*What you should do*. The lines below starting at the line containing "If you would be willing to tag the green" and ending at the line containing "If you would be willing to tag the black bird" are to be repeated exactly, with both ends kept and nothing else added.
=== Data for analysis ===
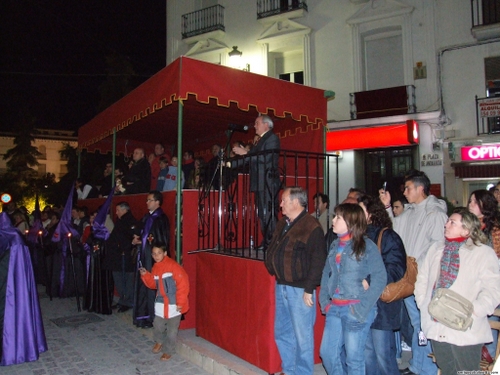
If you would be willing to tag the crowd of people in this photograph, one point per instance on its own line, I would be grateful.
===
=== Data for analysis ===
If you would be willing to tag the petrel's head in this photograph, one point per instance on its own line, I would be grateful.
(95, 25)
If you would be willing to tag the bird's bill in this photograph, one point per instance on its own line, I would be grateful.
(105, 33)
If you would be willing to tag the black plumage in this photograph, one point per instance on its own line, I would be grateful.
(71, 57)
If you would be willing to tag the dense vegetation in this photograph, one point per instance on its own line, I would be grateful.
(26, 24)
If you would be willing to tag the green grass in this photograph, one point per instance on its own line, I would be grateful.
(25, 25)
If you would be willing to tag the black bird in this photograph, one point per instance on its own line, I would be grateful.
===
*Written answer*.
If you would be willing to tag the green grass in this photograph, one point per instance on its own line, I would be grateful.
(25, 25)
If you would be willing to tag the black bird in this photograph, one point per instance on its own line, I would be grateful.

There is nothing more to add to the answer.